[Rows taken from a pointing dataset]
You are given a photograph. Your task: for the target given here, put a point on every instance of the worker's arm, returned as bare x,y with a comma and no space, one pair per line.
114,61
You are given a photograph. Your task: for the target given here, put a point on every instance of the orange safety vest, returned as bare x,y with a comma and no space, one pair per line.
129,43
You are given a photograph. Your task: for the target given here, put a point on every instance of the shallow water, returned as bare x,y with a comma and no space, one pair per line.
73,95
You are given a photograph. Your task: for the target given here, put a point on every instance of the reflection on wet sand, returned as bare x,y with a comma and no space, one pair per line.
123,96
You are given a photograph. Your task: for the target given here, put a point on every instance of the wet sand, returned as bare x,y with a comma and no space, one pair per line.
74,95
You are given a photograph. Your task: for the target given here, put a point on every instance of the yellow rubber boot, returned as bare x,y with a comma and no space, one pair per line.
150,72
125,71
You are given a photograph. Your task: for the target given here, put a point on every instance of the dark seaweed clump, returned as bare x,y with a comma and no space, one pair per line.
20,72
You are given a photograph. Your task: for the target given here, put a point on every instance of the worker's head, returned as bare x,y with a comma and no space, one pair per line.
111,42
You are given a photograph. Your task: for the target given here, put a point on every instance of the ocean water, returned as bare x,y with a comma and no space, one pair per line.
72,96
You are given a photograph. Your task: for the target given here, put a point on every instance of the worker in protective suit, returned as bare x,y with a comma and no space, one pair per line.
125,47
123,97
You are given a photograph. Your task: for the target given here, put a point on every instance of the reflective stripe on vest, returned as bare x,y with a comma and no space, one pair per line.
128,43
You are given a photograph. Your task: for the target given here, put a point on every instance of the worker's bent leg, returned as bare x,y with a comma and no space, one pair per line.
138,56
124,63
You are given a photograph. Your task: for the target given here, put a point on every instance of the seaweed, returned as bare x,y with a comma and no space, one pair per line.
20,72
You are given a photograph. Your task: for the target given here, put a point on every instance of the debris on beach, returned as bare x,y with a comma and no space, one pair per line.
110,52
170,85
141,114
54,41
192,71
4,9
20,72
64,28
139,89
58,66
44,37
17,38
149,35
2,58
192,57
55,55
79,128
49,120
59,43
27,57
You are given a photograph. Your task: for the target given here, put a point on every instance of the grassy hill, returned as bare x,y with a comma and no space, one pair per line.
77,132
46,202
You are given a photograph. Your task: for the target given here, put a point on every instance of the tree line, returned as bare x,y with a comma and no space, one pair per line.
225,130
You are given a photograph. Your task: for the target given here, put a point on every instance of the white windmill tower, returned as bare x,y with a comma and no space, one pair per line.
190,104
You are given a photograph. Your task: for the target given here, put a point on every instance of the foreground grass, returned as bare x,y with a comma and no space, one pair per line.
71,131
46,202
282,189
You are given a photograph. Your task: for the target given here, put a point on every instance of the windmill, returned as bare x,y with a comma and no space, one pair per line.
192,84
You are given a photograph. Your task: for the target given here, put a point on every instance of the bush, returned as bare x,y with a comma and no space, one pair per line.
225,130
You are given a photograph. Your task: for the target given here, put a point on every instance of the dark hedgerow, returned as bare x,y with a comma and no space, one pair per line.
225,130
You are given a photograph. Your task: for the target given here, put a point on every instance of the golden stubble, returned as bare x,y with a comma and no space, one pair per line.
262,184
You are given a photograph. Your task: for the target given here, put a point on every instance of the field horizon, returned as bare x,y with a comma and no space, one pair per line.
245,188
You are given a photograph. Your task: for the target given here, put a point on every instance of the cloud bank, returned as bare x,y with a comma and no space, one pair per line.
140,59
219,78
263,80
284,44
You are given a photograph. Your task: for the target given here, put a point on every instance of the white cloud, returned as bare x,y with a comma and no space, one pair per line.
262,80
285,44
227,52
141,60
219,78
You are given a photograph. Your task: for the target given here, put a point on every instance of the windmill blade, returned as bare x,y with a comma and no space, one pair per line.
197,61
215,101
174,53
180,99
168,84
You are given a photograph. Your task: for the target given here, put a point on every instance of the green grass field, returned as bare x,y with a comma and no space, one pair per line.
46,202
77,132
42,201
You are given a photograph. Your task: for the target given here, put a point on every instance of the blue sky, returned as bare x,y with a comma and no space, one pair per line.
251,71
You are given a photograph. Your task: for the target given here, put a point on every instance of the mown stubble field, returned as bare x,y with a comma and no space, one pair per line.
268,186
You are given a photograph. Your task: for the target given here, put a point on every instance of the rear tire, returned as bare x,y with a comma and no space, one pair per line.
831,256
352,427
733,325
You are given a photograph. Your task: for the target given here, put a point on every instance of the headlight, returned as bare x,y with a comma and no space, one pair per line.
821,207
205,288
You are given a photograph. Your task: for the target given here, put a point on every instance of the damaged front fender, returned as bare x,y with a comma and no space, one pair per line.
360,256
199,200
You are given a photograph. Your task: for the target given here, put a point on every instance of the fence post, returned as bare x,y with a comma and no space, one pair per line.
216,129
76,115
* * *
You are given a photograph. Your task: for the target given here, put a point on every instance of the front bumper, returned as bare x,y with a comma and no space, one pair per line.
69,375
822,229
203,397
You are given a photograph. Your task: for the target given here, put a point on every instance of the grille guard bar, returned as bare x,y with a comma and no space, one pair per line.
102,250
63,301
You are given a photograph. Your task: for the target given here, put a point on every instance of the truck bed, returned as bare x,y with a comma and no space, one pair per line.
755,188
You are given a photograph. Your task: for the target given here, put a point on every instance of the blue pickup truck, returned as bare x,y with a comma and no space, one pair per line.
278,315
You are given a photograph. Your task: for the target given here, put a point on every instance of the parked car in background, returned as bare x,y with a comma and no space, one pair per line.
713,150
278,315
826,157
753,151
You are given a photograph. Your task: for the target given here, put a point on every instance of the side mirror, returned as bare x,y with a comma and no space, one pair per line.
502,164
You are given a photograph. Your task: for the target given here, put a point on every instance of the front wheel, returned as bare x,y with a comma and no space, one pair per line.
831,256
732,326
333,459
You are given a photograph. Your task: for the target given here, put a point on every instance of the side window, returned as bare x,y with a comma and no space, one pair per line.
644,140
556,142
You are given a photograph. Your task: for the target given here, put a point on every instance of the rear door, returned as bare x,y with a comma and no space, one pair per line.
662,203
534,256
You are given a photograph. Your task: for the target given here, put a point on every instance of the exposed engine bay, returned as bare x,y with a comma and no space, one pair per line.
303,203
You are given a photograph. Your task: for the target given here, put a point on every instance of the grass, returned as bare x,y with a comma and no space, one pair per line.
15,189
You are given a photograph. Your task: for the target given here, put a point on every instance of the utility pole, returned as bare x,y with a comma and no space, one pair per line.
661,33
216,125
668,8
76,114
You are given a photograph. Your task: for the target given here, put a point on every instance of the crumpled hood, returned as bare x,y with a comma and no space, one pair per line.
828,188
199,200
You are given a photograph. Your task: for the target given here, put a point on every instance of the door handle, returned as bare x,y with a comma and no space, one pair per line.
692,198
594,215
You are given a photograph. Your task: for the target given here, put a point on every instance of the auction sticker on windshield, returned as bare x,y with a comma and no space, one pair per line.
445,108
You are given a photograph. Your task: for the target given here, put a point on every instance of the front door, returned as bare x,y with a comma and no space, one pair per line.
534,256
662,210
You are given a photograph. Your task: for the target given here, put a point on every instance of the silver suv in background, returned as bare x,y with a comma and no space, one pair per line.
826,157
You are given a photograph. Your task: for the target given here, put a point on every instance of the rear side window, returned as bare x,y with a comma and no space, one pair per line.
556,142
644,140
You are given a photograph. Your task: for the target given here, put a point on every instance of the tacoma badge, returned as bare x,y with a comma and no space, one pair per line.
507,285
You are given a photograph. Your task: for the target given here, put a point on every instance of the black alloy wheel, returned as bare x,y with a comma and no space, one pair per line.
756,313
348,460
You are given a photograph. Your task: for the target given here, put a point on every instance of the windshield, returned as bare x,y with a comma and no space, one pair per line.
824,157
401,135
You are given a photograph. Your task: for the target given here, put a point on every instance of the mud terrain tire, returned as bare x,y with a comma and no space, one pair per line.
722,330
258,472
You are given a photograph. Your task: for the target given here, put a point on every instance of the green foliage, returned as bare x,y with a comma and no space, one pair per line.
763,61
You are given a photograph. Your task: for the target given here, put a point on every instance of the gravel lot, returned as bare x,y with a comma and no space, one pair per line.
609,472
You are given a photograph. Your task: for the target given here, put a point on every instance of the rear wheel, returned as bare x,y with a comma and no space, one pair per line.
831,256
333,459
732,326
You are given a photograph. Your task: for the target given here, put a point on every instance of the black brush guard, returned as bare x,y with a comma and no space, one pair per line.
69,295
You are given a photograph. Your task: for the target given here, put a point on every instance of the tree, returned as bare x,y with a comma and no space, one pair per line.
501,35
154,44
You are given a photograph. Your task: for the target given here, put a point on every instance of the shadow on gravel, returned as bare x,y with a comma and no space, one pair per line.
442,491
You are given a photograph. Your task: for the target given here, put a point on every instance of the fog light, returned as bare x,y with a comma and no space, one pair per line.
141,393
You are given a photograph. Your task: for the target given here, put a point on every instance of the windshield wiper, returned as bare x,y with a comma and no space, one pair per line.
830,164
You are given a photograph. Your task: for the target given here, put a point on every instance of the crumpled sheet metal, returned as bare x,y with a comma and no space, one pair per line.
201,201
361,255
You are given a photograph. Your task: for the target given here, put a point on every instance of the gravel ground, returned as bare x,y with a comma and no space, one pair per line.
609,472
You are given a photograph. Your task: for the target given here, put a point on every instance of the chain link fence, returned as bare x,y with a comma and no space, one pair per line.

> _Aim of the exercise_:
Find each line in the items above that contains the word "tire", and copy those lines out in full.

> _Final result_:
You are given a photograph. Your task: for the target given here, put a point on every instance of the rear tire, returned as bare x,y with a comma and no space, one pair per line.
You are given a photograph. Your task: for the target given here, put a point on every instance of the mud terrain tire, returned as bare x,y with a comma and no space, one pair per line.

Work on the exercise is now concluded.